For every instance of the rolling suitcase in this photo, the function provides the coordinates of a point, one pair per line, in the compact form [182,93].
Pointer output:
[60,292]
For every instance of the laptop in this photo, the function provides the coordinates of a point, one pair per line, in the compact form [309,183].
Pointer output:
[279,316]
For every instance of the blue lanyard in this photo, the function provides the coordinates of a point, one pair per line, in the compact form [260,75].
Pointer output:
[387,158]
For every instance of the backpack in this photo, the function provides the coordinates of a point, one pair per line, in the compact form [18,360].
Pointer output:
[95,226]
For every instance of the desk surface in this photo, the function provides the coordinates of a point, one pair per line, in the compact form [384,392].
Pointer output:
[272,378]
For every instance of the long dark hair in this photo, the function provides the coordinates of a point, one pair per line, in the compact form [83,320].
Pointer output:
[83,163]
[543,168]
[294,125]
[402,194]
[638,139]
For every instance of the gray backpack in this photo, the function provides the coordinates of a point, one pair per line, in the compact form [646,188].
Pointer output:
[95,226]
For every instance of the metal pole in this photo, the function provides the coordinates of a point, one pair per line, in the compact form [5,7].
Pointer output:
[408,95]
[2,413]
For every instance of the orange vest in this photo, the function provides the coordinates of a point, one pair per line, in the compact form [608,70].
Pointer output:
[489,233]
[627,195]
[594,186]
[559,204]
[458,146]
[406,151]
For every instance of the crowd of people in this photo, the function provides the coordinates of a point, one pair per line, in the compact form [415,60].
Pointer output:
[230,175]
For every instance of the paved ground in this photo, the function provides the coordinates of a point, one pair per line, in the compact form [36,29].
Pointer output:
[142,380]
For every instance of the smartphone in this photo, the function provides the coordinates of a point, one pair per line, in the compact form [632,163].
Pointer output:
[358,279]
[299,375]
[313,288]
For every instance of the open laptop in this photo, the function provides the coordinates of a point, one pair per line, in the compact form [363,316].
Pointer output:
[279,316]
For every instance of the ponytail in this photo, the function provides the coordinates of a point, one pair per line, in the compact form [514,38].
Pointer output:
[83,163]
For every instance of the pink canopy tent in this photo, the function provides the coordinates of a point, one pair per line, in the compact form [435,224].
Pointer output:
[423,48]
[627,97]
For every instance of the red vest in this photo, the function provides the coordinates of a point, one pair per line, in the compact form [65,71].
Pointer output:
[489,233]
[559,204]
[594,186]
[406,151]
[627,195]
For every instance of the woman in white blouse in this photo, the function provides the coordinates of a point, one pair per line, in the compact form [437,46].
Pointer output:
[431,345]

• INSTRUCTIONS FOR THE TASK:
Transcription of the listing must be exact and complete.

• OUTPUT OF THE TASK:
For every instance of the rolling suitcase in this photo, the function provides the coordinates of a point, one pair per line, in the compact form [182,93].
Pointer output:
[60,292]
For every instance of the laptop in this photo, the function provides the coordinates of a point, one pair per line, in the compact form [309,183].
Pointer output:
[279,316]
For every instance of the blue lanyard in this photo, the function provides the coordinates of a point, one pair per line, in the compact form [260,75].
Pointer output:
[387,158]
For every instance of the backpack in this photo, the function provides the coordinates of a point, one pair per line, in the compact form [18,360].
Pointer output:
[95,226]
For every instance of the desk surface in this photo, the function provides the coordinates of a point, one pair per line, in the compact form [384,392].
Pointer output:
[272,378]
For every instance of the long dark hair in this photo, the function provides the coordinates of a point, one pair per line, in the compact form [83,320].
Pointer output:
[83,163]
[543,168]
[294,125]
[402,194]
[638,139]
For every instance of the gray backpack in this photo, the function provides the coordinates of a point, one pair per line, in the compact form [646,188].
Pointer output:
[95,226]
For every instance of the metal pole in this photo, the function provides the coordinates of a point, one pair per line, in the compact form [5,7].
Pointer output:
[408,95]
[2,413]
For every instance of the orange vest in this photo, the function provides the coordinates of a point, one pair per line, in the compact form [608,70].
Pointer output:
[489,233]
[627,195]
[594,186]
[559,204]
[458,146]
[406,151]
For every instance of the crowd of people in this photo, the function provides the coordinates of a point, one pair per line, in the compact form [415,60].
Pointer output:
[230,175]
For every instance of the paved ground in this photo, the function provides the coordinates of a point, one pair per line, in the compact form [36,29].
Pointer output:
[142,380]
For every instance of the smartphone in this photo, the function provides the coordinates of a point, one pair per line, in the compact form [632,163].
Pointer output:
[358,279]
[299,375]
[313,288]
For every instance of the open laptop in this photo, the function provides the coordinates of a point, one pair per line, in the compact form [363,316].
Pointer output:
[279,316]
For every instance of the ponytail in this photo, the function provides the coordinates of a point, one pair per line, in the compact form [514,38].
Pointer output:
[83,163]
For every instance of the pink canopy tent in this photo, the function provides the coordinates of a point, one pair per line, in the compact form [435,224].
Pointer output:
[423,48]
[627,97]
For every instance of the red vest in this photo, the function provides the coordinates of a point, one pair per line, in the compact form [65,71].
Pointer output:
[489,233]
[559,204]
[594,186]
[406,151]
[627,195]
For every instance of the woman in white blouse in this photo, the function provides the coordinates of a point, one pair per line, in the compact form [437,46].
Pointer output:
[431,345]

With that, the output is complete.